=== Given records ===
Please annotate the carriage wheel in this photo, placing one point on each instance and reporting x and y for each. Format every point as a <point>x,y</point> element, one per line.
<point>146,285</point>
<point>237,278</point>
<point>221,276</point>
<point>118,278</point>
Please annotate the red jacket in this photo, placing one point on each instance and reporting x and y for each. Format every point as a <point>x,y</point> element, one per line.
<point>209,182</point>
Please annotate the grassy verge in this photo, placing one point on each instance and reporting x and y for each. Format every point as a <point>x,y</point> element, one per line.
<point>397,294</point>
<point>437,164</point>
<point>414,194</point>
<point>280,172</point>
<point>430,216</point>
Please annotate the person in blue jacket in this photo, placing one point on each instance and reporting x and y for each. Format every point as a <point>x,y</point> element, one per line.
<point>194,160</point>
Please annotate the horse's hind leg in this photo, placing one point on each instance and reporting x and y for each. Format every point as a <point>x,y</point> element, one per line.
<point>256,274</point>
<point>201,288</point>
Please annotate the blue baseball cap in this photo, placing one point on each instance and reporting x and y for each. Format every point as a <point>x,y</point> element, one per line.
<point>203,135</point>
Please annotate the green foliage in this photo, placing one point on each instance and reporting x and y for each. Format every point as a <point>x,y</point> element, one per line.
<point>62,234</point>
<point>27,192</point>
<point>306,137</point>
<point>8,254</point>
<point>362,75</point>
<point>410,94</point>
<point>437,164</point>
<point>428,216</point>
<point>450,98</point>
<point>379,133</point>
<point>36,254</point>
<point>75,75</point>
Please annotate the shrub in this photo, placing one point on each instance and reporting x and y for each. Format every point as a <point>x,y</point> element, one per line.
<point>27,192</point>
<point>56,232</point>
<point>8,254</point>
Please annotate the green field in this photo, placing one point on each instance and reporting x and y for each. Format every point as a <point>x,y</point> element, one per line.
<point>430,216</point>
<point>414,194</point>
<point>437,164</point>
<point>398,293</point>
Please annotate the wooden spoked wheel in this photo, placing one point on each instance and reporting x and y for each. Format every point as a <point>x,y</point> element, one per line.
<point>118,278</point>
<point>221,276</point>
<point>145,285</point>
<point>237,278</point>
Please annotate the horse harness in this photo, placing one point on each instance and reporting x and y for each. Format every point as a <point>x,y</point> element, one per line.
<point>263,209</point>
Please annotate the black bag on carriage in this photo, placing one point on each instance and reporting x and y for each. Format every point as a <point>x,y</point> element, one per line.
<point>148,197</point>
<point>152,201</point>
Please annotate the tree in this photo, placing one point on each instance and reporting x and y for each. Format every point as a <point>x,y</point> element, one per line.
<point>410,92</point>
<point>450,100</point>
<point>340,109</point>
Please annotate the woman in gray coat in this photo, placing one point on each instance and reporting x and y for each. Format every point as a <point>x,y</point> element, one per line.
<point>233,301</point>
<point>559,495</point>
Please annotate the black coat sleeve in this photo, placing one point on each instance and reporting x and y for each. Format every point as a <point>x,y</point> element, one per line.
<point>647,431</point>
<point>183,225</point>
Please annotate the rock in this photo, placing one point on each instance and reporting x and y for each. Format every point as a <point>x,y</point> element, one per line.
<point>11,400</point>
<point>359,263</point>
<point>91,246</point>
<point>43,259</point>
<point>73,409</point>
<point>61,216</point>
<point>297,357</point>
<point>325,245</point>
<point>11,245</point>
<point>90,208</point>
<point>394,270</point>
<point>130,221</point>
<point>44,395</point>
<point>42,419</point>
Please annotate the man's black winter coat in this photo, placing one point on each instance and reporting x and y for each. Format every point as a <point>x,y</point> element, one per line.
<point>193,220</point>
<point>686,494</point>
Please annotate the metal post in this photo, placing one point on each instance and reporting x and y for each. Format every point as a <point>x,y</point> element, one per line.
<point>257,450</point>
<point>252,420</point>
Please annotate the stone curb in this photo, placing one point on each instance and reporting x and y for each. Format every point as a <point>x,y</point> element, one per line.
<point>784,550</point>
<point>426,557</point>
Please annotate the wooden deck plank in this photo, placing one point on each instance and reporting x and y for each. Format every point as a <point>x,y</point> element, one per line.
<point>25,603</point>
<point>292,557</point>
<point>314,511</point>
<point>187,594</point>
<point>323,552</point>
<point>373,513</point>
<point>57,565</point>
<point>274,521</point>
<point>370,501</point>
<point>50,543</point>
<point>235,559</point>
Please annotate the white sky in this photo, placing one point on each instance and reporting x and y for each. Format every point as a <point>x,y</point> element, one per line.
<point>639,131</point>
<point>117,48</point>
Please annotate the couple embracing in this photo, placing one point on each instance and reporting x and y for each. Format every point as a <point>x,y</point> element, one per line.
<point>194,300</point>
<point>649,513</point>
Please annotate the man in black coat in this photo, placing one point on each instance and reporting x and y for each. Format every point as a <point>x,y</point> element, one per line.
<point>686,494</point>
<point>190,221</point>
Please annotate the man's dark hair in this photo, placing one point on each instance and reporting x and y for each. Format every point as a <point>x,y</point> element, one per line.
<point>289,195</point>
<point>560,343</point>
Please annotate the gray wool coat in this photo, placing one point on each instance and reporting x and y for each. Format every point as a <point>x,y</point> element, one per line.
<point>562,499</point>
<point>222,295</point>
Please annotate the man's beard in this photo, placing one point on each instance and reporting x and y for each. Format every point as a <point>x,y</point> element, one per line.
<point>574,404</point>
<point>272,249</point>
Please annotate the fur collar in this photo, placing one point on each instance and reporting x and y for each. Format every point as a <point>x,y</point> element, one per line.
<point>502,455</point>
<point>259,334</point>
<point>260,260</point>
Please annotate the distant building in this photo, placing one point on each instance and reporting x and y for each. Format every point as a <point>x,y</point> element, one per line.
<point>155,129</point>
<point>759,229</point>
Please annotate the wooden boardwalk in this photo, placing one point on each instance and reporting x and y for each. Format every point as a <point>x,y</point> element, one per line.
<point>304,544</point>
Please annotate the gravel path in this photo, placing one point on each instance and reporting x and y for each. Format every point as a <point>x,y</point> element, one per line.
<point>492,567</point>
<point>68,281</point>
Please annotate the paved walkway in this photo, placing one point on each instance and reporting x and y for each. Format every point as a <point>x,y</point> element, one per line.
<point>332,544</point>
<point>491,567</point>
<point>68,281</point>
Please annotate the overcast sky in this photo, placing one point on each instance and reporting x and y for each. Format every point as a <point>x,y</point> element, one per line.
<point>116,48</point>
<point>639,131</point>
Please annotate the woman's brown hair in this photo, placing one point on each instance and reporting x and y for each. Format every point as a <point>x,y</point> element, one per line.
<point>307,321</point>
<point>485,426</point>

=== Exercise brief ===
Each line from the one containing "Please annotate the woman's" to the final line above should be written out exactly; please omit the others.

=== Answer for the task ===
Please annotate the woman's brown hair in this photo, placing one point on each instance and reporting x and y for each. Format every point as a <point>x,y</point> element, one per line.
<point>307,321</point>
<point>485,426</point>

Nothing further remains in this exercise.